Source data
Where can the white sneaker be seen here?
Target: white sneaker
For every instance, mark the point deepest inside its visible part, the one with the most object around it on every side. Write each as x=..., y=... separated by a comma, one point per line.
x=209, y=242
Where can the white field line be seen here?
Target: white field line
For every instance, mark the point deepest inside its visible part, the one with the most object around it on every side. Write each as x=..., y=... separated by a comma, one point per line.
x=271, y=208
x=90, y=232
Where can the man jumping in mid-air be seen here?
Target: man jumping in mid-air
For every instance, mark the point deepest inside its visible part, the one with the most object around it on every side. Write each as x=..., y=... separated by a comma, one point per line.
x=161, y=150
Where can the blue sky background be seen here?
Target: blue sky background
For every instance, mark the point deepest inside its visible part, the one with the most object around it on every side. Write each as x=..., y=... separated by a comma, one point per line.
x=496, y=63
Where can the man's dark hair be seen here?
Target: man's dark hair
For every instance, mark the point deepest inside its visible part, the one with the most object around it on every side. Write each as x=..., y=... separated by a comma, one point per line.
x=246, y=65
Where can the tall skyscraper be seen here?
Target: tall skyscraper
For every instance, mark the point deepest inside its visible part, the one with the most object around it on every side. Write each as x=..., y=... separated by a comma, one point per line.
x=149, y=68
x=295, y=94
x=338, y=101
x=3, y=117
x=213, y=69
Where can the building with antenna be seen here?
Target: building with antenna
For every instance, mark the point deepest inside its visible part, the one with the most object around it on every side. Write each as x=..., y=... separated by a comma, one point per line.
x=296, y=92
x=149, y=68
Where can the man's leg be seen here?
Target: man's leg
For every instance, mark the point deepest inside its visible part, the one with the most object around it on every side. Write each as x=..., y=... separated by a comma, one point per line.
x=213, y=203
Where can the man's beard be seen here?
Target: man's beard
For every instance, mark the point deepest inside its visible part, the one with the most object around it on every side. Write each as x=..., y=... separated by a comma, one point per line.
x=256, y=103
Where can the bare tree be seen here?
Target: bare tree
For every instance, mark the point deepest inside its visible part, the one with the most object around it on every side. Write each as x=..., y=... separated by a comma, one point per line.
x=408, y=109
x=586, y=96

--- STATED EXERCISE ---
Reproduce every line from the start of the source data down to the line containing "x=496, y=63", both included, and shift each x and y coordinate in them by adding -40. Leave all other text in those lines as it is.

--- RESPONSE FOR THIS EXERCISE ---
Where can the white sneaker be seen here?
Target: white sneaker
For every instance, mark the point deepest inside its visible part, the one with the most object around it on every side. Write each as x=..., y=... separated by a comma, one point per line.
x=169, y=202
Where can the white field line be seen here?
Target: white field line
For every instance, mark the point deepest inside its visible part, the one with the most object around it on every side. Write each as x=..., y=... separated by a comma, one point per line.
x=231, y=168
x=50, y=192
Where can the man jumping in mid-air be seen here?
Target: man jumping in mid-air
For every instance, mark the point deepest inside its visible part, the one with the most object around it on every side. Write each as x=..., y=... separated by a comma, one point per line.
x=121, y=110
Where can the blue sky background be seen here?
Target: blue sky background
For every instance, mark the point deepest inside its visible part, the one with the most object around it on every side. Write each as x=..., y=... separated by a comma, one point per line.
x=456, y=23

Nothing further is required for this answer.